# Records to process:

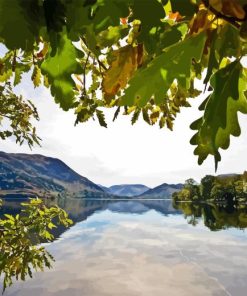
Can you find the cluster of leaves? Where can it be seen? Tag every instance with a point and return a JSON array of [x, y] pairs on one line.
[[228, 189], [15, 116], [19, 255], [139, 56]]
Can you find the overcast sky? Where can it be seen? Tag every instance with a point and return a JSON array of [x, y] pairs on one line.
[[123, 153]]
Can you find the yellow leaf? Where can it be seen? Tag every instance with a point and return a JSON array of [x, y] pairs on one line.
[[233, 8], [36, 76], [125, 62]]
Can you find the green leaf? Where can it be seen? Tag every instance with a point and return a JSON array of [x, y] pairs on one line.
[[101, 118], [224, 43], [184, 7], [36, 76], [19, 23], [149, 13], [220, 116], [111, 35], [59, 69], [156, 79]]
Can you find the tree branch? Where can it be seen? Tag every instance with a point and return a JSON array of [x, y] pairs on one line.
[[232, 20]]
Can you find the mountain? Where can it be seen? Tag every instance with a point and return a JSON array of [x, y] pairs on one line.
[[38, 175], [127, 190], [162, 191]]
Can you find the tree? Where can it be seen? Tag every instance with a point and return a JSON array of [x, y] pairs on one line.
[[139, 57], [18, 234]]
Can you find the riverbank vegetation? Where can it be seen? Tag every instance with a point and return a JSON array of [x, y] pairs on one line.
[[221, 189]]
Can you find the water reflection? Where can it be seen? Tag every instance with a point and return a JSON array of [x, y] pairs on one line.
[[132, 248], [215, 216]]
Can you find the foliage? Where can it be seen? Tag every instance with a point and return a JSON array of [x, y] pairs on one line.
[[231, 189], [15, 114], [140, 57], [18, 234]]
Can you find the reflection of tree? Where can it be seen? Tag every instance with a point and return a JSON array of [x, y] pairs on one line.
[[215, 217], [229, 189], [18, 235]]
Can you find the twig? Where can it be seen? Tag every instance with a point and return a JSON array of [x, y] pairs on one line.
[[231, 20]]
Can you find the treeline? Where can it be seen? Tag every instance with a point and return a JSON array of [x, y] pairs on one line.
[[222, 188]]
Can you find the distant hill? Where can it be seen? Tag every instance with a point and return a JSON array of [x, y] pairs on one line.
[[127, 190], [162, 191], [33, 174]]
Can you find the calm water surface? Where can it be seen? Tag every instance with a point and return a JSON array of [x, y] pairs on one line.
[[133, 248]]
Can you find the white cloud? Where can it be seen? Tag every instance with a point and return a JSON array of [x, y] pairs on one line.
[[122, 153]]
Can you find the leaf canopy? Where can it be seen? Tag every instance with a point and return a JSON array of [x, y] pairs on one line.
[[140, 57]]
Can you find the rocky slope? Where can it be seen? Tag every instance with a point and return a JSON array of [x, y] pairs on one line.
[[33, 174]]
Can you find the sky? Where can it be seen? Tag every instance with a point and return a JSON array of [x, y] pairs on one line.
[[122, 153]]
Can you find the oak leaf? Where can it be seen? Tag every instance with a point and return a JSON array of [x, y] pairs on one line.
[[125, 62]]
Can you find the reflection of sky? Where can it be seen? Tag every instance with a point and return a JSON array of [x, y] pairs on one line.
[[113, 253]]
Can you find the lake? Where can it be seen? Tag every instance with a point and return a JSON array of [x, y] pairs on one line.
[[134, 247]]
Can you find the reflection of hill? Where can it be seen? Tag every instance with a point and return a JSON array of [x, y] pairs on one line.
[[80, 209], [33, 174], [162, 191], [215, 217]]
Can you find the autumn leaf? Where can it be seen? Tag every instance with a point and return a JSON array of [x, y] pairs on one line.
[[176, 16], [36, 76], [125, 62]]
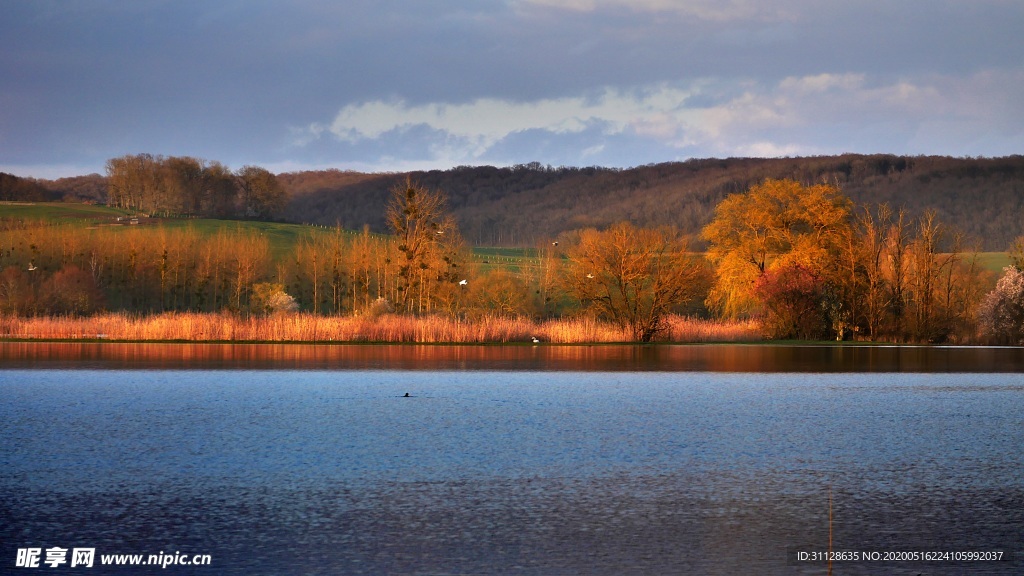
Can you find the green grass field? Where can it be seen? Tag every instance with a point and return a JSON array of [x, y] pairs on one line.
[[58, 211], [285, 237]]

---

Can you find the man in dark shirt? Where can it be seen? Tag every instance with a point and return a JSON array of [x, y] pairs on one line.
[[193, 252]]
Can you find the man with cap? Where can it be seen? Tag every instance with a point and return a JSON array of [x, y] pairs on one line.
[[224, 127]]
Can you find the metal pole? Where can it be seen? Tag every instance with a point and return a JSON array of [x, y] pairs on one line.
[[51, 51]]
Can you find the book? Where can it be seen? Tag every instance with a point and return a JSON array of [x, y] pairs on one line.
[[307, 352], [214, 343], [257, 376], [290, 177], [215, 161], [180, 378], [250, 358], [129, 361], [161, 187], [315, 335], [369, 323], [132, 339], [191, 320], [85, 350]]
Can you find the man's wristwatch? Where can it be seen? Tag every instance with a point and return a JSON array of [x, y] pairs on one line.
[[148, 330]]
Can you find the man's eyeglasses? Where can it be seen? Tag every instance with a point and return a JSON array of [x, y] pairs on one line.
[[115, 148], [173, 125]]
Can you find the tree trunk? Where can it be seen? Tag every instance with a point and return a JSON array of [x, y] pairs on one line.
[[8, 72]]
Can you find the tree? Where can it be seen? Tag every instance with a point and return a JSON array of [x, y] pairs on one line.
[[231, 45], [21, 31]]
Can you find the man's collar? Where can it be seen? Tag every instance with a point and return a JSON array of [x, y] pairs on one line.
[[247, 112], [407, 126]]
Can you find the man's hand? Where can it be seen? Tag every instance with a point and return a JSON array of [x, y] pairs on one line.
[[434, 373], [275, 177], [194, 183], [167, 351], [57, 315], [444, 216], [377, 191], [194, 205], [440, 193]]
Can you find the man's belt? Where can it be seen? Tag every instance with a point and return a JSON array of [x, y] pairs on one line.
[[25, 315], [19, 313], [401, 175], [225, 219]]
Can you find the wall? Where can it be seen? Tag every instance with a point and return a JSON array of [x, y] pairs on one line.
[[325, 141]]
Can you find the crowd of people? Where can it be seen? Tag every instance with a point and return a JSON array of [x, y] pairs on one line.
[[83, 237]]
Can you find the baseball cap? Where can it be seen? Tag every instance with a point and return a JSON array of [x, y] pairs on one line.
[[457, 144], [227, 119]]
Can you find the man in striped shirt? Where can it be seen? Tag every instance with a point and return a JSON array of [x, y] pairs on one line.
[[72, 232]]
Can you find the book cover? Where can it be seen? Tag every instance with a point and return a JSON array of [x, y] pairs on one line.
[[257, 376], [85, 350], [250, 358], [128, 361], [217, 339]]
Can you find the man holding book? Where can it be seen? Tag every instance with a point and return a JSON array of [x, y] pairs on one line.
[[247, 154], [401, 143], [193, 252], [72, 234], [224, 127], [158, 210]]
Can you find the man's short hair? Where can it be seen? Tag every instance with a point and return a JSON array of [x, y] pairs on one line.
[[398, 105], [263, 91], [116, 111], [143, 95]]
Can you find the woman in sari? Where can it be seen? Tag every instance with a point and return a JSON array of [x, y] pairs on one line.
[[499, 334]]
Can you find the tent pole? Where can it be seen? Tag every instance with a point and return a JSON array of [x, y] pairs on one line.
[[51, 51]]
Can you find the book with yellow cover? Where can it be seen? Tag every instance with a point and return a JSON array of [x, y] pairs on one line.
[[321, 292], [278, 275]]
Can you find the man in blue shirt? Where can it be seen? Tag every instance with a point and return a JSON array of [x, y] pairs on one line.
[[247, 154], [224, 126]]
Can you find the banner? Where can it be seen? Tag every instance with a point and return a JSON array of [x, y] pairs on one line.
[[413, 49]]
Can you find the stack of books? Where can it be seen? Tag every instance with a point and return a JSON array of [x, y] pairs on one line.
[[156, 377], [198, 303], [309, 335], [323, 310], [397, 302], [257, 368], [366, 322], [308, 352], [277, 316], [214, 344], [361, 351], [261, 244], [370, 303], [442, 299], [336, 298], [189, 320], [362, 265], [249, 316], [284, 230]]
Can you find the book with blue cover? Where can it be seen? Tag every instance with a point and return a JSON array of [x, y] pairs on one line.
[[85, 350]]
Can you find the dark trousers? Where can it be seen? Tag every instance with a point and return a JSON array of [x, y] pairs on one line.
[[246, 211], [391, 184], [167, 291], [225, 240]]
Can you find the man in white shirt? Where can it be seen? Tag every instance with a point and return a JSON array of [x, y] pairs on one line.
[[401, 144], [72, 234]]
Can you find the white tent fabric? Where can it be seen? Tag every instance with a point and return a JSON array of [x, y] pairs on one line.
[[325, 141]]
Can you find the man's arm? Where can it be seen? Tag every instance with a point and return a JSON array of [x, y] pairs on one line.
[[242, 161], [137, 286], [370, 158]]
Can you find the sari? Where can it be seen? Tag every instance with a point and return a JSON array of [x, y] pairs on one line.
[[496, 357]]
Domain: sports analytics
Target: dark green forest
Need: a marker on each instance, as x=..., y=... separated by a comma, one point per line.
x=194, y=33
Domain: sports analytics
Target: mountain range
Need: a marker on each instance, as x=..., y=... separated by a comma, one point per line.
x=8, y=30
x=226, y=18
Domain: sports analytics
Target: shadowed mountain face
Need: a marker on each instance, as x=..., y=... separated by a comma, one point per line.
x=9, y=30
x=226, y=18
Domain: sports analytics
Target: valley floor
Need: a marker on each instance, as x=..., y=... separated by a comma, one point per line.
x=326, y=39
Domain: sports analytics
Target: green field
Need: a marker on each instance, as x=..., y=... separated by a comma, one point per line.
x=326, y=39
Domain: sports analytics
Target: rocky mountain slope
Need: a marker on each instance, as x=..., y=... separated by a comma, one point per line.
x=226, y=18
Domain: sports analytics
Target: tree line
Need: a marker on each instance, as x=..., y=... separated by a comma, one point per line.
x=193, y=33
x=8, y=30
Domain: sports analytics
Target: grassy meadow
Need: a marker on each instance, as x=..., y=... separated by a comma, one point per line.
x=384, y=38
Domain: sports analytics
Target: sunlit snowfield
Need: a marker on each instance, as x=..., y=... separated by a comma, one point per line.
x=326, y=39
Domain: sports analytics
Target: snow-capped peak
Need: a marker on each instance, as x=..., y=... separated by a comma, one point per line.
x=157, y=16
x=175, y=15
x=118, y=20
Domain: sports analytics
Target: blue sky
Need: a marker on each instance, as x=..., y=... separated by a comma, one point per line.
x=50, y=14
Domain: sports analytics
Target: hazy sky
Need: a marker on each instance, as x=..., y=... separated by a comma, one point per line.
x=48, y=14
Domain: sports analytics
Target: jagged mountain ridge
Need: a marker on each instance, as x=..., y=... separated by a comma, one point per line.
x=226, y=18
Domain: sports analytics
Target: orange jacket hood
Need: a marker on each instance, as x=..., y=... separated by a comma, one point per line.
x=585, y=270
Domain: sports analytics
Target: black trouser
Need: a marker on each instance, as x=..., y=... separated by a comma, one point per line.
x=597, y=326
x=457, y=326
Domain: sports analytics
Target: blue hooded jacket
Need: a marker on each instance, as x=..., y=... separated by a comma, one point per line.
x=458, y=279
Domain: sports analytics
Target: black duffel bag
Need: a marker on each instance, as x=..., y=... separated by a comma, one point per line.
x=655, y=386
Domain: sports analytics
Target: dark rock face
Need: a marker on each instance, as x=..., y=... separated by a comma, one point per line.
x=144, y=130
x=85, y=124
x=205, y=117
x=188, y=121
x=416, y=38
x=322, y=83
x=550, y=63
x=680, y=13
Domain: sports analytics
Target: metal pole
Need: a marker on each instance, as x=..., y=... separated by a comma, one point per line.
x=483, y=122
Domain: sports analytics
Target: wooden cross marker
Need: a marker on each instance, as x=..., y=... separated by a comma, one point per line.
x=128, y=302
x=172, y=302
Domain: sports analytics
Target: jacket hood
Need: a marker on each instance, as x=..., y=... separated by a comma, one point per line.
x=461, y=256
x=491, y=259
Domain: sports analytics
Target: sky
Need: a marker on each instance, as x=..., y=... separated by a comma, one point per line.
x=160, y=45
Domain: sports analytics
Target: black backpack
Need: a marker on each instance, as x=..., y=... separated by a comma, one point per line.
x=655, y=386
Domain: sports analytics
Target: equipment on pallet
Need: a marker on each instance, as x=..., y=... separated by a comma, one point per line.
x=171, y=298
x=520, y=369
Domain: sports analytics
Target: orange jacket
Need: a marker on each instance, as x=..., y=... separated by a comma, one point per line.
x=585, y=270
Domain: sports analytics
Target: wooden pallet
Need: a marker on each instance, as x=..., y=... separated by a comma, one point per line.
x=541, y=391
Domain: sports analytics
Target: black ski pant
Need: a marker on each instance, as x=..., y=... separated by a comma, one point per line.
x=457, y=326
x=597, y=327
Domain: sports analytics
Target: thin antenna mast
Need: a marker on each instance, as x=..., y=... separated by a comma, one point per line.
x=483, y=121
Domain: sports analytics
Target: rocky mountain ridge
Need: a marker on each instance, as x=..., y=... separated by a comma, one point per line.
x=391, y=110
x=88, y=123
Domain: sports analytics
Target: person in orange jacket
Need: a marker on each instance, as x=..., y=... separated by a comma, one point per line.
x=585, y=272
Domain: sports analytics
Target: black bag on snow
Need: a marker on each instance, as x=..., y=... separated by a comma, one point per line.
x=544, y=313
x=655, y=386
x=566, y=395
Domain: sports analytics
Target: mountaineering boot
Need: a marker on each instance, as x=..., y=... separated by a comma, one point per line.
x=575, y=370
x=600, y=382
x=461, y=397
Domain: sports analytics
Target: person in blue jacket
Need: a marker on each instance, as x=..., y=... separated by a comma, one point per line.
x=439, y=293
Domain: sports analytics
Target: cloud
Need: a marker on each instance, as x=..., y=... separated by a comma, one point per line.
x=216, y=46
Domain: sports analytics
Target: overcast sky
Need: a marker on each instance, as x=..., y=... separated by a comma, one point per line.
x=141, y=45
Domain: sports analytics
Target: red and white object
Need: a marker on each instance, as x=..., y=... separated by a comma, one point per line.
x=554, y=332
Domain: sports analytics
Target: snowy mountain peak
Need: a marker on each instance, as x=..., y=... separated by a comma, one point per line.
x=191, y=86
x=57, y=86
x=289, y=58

--

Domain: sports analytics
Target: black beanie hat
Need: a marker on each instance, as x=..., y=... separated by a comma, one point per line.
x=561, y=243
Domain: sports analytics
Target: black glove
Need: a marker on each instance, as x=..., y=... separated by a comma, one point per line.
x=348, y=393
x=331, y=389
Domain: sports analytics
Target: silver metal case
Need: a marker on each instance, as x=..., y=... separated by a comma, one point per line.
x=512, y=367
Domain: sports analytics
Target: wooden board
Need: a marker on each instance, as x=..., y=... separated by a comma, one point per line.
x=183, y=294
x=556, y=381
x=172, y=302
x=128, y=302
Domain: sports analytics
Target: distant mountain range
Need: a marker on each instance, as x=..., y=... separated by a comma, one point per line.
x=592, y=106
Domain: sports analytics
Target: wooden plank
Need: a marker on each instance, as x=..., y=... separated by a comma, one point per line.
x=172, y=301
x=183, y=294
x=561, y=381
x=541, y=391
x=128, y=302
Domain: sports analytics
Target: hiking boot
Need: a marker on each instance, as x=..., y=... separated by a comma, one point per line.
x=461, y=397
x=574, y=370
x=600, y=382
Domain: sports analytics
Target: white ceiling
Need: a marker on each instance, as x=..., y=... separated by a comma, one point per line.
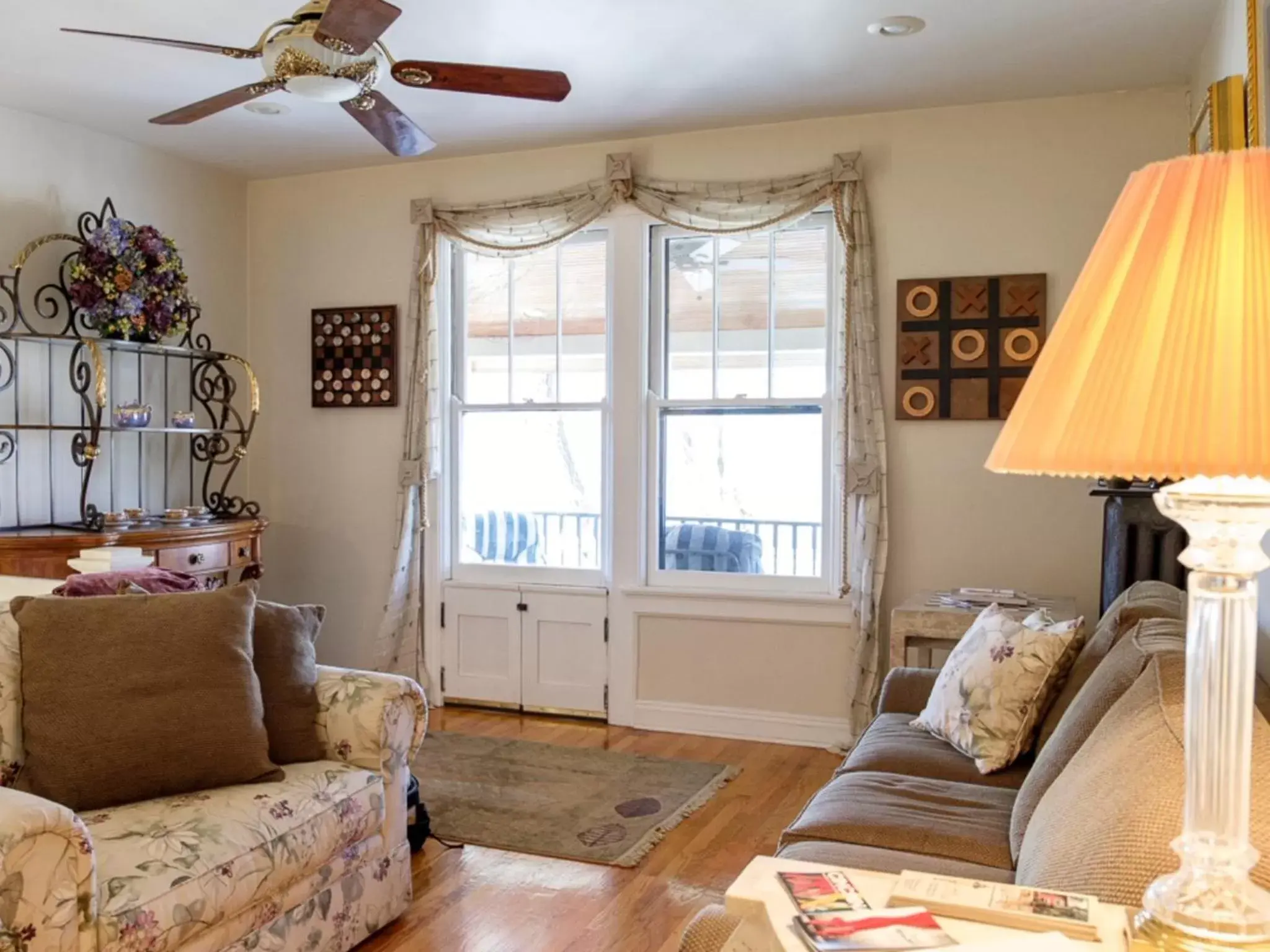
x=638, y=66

# How to complete this task:
Within the listing above, work out how many lines contain the string "peak", and reply with that number only.

# Answer:
2